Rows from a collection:
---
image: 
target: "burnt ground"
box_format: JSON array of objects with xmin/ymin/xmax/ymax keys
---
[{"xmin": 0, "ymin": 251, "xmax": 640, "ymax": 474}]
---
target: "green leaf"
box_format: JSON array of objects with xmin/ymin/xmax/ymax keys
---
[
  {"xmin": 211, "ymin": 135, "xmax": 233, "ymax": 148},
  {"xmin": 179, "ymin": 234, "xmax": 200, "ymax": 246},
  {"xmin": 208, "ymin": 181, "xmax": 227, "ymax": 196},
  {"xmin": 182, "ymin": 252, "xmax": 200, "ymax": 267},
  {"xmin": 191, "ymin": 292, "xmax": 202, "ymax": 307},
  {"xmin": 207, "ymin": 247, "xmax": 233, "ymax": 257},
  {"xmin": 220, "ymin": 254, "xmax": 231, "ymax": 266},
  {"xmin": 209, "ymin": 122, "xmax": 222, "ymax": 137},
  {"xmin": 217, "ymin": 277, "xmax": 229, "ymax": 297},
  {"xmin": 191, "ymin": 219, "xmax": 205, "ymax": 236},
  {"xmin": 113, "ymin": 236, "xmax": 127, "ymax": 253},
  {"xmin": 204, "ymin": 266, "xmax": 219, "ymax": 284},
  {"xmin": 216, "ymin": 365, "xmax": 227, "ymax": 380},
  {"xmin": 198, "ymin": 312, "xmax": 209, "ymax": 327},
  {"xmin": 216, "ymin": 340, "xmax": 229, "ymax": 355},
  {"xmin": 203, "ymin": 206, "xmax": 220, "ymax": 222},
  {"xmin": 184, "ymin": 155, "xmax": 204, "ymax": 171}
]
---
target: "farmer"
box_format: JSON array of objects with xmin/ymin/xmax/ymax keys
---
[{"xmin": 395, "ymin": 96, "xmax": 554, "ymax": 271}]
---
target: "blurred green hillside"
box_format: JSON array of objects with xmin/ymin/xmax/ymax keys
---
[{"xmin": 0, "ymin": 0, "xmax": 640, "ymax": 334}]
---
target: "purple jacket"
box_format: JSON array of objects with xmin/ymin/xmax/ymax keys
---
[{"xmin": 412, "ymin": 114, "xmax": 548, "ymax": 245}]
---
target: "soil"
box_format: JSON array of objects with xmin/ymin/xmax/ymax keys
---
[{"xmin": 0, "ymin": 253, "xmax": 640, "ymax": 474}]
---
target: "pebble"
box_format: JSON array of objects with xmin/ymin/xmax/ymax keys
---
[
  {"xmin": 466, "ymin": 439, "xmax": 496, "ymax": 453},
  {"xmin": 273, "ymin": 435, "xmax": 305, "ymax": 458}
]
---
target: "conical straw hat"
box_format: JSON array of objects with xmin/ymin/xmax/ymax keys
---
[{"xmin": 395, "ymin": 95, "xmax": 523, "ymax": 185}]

# Exercise brief:
Pull out every line of the rows above that contains the string "target", matching case exactly.

# Solution to the problem:
target: "burnt ground"
target: "green leaf"
target: "farmer"
target: "blurred green hillside"
target: "purple jacket"
target: "soil"
target: "pebble"
target: "conical straw hat"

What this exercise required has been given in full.